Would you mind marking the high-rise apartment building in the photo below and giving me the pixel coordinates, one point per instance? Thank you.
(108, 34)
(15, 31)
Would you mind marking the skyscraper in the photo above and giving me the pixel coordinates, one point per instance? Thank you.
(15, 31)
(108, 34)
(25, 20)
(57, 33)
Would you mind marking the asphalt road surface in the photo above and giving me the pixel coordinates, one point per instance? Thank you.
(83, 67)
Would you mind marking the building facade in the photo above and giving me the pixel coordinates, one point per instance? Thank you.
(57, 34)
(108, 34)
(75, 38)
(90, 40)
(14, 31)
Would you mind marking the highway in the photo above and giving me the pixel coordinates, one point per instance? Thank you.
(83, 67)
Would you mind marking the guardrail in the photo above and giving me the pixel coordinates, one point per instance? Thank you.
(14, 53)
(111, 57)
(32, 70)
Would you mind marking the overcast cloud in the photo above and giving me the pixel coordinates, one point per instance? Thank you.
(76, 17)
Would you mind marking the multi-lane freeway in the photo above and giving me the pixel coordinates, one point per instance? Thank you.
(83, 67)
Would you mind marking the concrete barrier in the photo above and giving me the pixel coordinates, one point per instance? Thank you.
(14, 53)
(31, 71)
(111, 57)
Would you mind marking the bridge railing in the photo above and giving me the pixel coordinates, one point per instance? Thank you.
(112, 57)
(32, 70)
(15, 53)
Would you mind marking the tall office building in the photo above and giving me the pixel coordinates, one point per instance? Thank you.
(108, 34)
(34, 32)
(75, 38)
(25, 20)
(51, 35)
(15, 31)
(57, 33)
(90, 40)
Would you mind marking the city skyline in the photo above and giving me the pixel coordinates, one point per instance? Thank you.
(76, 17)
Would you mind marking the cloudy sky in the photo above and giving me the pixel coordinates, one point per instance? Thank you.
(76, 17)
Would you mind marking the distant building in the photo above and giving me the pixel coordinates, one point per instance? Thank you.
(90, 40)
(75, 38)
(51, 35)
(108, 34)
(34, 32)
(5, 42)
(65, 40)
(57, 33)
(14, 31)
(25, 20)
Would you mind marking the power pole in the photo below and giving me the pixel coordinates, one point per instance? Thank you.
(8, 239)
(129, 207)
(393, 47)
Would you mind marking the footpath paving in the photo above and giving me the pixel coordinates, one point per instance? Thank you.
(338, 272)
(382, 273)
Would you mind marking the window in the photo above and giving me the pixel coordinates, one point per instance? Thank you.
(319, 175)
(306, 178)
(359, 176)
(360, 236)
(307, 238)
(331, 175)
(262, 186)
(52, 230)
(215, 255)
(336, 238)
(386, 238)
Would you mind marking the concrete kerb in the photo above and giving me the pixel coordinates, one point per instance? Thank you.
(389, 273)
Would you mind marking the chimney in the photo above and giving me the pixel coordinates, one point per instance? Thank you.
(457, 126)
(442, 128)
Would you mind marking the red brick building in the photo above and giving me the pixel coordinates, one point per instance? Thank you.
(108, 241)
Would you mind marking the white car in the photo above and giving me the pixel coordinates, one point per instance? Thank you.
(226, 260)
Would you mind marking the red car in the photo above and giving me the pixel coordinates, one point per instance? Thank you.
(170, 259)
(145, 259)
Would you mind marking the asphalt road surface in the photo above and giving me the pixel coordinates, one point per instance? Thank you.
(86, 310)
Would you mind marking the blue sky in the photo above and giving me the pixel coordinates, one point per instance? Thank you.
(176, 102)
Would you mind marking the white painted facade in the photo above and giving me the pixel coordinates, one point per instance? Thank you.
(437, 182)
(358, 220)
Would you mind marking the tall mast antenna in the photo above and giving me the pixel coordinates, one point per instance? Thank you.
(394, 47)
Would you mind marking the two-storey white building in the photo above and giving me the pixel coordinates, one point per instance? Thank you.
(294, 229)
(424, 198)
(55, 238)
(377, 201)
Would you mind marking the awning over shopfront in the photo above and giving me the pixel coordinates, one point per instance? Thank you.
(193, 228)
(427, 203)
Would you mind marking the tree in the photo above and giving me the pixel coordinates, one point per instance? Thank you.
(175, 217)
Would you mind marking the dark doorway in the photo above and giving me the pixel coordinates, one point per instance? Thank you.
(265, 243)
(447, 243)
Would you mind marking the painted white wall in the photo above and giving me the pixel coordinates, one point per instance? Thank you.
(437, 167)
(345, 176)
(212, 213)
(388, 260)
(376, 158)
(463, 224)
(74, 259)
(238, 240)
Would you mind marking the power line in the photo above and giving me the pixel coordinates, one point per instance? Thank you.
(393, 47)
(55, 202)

=-=-=

What you need to do: Repeat each of the records exactly as written.

Exercise response:
Would you mind marking the high-rise apartment building in the photo below and giving me the pixel coordinates, one point per instance? Thank you.
(108, 34)
(15, 31)
Would you mind marking the skyscraper in the photo above and giving me the pixel coordinates, one point per instance? Thank you.
(15, 31)
(108, 34)
(25, 20)
(57, 33)
Would you mind marking the asphalt road surface in the photo above and giving me the pixel coordinates, one point per instance? Thank you.
(83, 67)
Would you mind marking the building facade in the photo above and giving me the pixel coordinates, one point per instance? Thank you.
(57, 34)
(108, 34)
(75, 38)
(90, 40)
(14, 31)
Would you mind marking the highway in the photo above and giving me the pixel coordinates, one point per instance? Thank you.
(83, 67)
Would you mind marking the guardrail in the photo above and giving me the pixel coordinates, one point per instance? Thank you.
(14, 53)
(111, 57)
(32, 70)
Would you mind marking the overcast cloud in the photo above and giving me the pixel coordinates, one point per instance? Thank you.
(76, 17)
Would you mind marking the multi-lane freeway in the photo above and giving me the pixel coordinates, one point per instance? Thank you.
(83, 67)
Would you mind marking the concrete barrier in the photo above and giving me the pixel coordinates, one point per instance? Thank you.
(14, 53)
(31, 71)
(111, 57)
Would you mind marking the bridge railing in the photo above and giving me the pixel coordinates, one point per instance? Thank you.
(112, 57)
(32, 70)
(15, 53)
Would you mind marking the tall office building in the photo above and giving me the pixel coordinates, one point per instance? Thank you.
(108, 34)
(34, 32)
(75, 38)
(25, 20)
(51, 35)
(15, 31)
(57, 33)
(90, 40)
Would you mind marking the city skyline in the photo above and giving me the pixel coordinates, one point per instance? Thank you.
(76, 17)
Would you mind marking the cloudy sky in the photo above and giving me the pixel coordinates, one point per instance? Thank you.
(76, 17)
Would you mind marking the distant building in the photo above and giving me the pixel coordinates, one point per instance? Thank you.
(90, 40)
(75, 38)
(51, 35)
(108, 34)
(34, 32)
(5, 42)
(65, 40)
(57, 33)
(14, 31)
(25, 20)
Would you mind marking the power pole in the photo below and giving me the pixel coordinates, one point per instance? Thank you.
(8, 239)
(129, 207)
(393, 47)
Would you mind marking the footpath paving in the photo above and giving me the pixel coordinates, one point per instance? Thank you.
(338, 272)
(382, 273)
Would you mind marking the window in the photo above and giving me the pixel coordinates, one point per instance? Thank you.
(319, 175)
(306, 178)
(359, 176)
(360, 236)
(307, 238)
(331, 175)
(262, 186)
(52, 230)
(215, 255)
(336, 238)
(386, 238)
Would you mind marking the concrete kerb in the photo above and giving me the pixel coordinates, one point per instance? Thank you.
(389, 273)
Would you mind marking the chimney in the photo above and giving me the pixel coordinates, one point per instance? Thank you.
(457, 126)
(442, 128)
Would you mind marking the red brick building in the photo above and giving me the pixel coordinates, one point per instance? Thank you.
(108, 241)
Would you mind marking the white car in the photo above and giving me the pixel coordinates, one point per instance? Thank you.
(226, 260)
Would you mind marking the red car in the photo above and giving me the pixel coordinates, one point per instance? Thank you.
(170, 259)
(145, 259)
Would you mind marking the asphalt road surface in the photo above and giving me the pixel coordinates, one point per instance? Thank you.
(86, 310)
Would you mind marking the blue sky in the photo above and giving me the pixel coordinates, one point per instance? Thank you.
(176, 102)
Would you mind marking the white painted facade in the photo above and giving me the pixel coordinates, one point per instance? Thank you.
(437, 182)
(358, 220)
Would you mind marking the tall mast antenna in the photo above and giving me the pixel coordinates, one point per instance? Thank you.
(394, 47)
Would you mind marking the two-storey white building in the photo above and giving me the pixel coordinates, one point per instance? Thank you.
(294, 229)
(424, 198)
(55, 238)
(377, 201)
Would you mind marking the awning over shopfront in the photo above and giving me the pixel coordinates, one point per instance? Thank you.
(193, 228)
(427, 203)
Would you mind marking the tree in the photo above and giving me the pixel coordinates, one point per instance? Thank you.
(175, 217)
Would you mind marking the dark doorway in the photo above and giving me the pixel coordinates, one point per instance? Thank you.
(265, 243)
(447, 243)
Would you mind marking the painted white wall in the photo above and giving me the pixel coordinates, one point per instance? Thank you.
(437, 167)
(345, 176)
(212, 213)
(388, 260)
(376, 158)
(463, 224)
(74, 259)
(238, 240)
Would you mind marking the power line in the photo above and giving me the pixel coordinates, one point per instance? Thank you.
(393, 47)
(55, 202)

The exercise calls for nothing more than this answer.